* Given instruction *
Please tally the lines in the data below that contain the string "hood", matching case exactly, and give only the number.

##### Records

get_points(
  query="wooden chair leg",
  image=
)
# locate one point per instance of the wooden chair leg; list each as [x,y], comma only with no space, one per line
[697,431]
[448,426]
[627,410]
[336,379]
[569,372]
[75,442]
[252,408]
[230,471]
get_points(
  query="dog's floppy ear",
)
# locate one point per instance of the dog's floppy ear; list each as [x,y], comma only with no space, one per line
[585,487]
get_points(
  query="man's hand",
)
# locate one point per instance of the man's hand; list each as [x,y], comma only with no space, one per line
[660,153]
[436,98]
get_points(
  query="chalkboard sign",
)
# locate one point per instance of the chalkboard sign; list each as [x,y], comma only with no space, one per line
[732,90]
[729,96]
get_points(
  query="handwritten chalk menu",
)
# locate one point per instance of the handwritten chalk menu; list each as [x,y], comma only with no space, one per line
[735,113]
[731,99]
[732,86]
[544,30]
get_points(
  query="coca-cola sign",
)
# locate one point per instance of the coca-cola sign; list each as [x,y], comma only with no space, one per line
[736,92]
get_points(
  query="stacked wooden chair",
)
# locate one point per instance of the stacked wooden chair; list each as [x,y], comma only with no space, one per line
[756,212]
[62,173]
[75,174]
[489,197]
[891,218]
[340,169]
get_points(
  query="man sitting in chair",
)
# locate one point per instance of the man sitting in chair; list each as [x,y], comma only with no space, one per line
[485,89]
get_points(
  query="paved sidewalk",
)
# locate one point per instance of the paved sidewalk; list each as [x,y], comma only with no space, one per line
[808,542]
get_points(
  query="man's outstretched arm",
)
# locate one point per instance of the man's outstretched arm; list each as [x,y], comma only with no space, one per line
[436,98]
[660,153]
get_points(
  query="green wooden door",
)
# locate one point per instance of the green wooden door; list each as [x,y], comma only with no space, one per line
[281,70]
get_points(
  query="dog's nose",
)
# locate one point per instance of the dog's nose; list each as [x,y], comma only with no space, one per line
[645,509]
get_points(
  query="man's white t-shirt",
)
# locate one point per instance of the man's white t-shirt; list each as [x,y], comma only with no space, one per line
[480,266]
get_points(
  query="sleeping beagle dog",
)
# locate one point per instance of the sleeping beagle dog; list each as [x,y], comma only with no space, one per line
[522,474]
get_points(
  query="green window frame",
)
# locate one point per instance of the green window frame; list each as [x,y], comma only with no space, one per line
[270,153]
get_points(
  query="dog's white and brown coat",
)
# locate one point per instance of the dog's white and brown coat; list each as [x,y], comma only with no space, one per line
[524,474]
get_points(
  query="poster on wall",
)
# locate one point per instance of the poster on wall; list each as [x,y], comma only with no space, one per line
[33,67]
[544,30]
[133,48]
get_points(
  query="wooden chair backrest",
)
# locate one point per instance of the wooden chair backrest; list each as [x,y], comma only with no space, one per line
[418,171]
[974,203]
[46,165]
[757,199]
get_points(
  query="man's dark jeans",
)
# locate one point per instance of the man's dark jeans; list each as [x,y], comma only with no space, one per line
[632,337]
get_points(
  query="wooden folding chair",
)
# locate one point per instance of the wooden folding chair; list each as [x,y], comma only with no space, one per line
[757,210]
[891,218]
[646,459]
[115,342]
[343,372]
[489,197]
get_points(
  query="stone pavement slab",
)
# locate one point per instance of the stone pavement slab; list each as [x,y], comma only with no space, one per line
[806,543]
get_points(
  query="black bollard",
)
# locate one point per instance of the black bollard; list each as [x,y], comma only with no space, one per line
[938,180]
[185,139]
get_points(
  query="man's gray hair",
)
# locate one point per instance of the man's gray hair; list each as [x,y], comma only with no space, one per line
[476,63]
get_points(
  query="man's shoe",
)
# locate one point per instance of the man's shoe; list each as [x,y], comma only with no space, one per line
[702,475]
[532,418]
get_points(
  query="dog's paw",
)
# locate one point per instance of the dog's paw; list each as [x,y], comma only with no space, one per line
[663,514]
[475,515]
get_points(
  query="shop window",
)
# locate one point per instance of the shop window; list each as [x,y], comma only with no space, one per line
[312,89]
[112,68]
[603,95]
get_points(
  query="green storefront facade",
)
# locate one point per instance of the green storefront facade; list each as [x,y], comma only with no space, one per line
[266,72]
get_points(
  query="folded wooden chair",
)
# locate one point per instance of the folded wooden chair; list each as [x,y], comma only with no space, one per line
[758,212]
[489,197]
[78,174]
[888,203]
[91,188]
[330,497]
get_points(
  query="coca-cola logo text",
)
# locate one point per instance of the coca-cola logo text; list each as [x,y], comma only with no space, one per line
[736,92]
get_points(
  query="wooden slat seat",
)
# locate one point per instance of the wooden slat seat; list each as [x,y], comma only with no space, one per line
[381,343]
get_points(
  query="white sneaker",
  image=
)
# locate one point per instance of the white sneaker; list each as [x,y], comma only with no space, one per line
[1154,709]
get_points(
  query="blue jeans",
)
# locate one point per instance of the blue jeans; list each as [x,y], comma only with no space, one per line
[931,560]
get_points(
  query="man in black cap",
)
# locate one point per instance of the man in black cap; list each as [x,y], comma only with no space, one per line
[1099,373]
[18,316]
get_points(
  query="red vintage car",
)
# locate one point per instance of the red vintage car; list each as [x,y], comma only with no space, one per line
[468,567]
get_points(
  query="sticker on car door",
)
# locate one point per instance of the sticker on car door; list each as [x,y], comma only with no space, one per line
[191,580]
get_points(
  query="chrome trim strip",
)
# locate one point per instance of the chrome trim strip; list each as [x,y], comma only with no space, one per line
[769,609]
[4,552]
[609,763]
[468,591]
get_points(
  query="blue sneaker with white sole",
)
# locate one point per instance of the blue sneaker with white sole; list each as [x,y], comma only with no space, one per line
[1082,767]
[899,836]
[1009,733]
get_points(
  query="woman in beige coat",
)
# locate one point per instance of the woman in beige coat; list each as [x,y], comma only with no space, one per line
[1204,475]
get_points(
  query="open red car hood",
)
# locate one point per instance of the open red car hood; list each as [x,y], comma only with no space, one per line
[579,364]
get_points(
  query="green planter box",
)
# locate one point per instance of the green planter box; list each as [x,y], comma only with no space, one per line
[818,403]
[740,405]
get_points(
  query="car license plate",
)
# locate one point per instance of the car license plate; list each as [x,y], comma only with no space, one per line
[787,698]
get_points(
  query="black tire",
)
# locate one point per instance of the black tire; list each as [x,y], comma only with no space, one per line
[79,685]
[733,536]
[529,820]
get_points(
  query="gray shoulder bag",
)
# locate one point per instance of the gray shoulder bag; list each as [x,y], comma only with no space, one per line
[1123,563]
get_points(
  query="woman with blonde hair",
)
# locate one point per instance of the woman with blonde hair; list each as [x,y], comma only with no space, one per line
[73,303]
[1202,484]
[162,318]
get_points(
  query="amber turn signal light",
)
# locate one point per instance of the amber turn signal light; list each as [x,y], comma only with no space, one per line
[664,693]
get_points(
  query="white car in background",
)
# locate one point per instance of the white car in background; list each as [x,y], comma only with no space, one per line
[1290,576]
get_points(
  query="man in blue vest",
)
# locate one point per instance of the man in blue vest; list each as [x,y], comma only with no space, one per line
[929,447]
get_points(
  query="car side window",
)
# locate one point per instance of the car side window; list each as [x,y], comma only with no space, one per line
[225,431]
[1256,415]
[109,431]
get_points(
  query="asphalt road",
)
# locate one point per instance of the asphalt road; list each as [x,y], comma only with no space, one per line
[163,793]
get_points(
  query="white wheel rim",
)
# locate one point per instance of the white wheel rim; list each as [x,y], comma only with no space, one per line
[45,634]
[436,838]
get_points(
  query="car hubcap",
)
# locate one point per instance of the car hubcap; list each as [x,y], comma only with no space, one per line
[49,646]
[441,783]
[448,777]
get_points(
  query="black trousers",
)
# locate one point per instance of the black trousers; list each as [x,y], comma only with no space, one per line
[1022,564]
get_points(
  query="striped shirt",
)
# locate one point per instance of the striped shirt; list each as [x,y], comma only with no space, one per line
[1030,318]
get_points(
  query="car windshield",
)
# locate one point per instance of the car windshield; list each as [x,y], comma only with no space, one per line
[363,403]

##########

* Right answer *
2